• _元の文章_

ゆうべはベッドに横になってもどうも眠れなくて…、いろいろ考えてみました。

Bi.Bi.さん [danwa:0488]
命題1 S系でロケットの間隔はLのまま
命題2 ロケット系でロケットの間隔はL
とすると、論理的可能性は次の4つだけ。
(1)命題1:真、命題2:真
(2)命題1:真、命題2:偽
(3)命題1:偽、命題2:真
(4)命題1:偽、命題2:偽
それで、命題1は真であることは明らかですよね。
そして、命題2も明らかに真であるような?

命題1はやっぱり真ですよねぇ。でもそうすると、(1)はありえないから(2) ということになってしまいます。ということで、私なりの今の考えを、順を追 ってまとめてみました。

まず、S系で見た場合
  • 各ロケットは同時に加速を始める。
  • 同じ加速度で加速する。
  • (S系で)同時に加速をやめる。
のですから、ずっと同じ間隔で進んでいるとしか考えられないと思います。

で、加速をやめた後のロケット系は、S系に対して一定の速度で運動している ので慣性系だということになります。

次に、ロケット系で見た場合
  • 各ロケットは同時に加速を始める。
  • たぶん同じ加速度で加速している。但し、加速しているので慣性系ではない。
  • 加速をやめたのは同時ではないかもしれない。 ([danwa:0492],[danwa:0493])
  • 加速をやめた後は、たぶん同じ速度。
ということになります。

ここで気になるのは、加速中のロケットの系は非慣性系なんですよね。だから 特殊相対性理論は使えない…。ということは、特殊相対性理論で当然としてい ることが当然ではないかもしれない…。

ということは、やはり加速をやめた後のロケット系は、S系から見た様子を信 用した方がいいのではないでしょうか?

とすると、S系から見てロケットの間隔が(ローレンツ収縮した結果)元のまま ということは、ロケット系から見るとロケットの間隔は広くなった…というこ とになってしまいます。


ここまでの考えが合っているとすれば…、さぁここからが大変だ。なにせ都合 の悪いところは全部「加速度のある系」のせいにしてしまったのだから…。


[danwa:0500] Re: ロケットの間隔
Date:Tue, 31 Jul 2001 18:22:06 From: 石坂
談話室のみなさま、お久しぶりです(まるで同窓会みたいですね ^^)。
この議論に私もまぜてください。

 私も[danwa: 0498]長谷川さんと同じく(2)を選びます。

 でも、長谷川さんの予想:
次に、ロケット系で見た場合
  • 各ロケットは同時に加速を始める。
  • たぶん同じ加速度で加速している。但し、加速しているので慣性系ではない。
  • 加速をやめたのは同時ではないかもしれない。 ([danwa:0492],[danwa:0493])

• _提供情報_

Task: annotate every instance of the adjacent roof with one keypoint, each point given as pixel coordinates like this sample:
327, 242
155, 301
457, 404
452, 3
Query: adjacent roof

...

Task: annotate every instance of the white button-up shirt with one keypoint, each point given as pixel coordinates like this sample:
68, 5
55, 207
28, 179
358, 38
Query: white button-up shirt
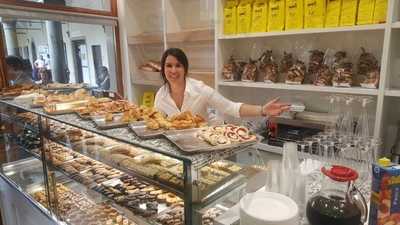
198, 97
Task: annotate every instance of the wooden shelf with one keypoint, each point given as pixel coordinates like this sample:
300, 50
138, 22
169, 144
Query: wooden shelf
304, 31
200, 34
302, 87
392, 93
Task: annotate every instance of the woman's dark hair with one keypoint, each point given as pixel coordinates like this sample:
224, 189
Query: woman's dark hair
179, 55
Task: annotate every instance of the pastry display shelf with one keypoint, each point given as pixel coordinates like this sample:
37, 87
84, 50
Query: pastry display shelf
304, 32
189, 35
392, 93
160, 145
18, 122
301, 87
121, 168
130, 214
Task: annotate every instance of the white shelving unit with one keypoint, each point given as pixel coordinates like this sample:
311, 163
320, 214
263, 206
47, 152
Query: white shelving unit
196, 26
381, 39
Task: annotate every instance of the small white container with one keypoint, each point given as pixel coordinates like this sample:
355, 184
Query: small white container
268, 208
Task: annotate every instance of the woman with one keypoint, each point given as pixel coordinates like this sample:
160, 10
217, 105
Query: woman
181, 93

• _問題_
元の文章のうち、「ここまでの考えが合っていると」を含む言葉から始まり「私も[danwa: 0498]長谷川さんと同じく(2)を選びます。」で終わる部分を、「談話室」を「掲示板」に置き換えて書き直してください。 ここにある行は、今回の作業とは関係ありません。

• _解答_
ここまでの考えが合っているとすれば…、さぁここからが大変だ。なにせ都合 の悪いところは全部「加速度のある系」のせいにしてしまったのだから…。


[danwa:0500] Re: ロケットの間隔
Date:Tue, 31 Jul 2001 18:22:06 From: 石坂
掲示板のみなさま、お久しぶりです(まるで同窓会みたいですね ^^)。
この議論に私もまぜてください。

 私も[danwa: 0498]長谷川さんと同じく(2)を選びます。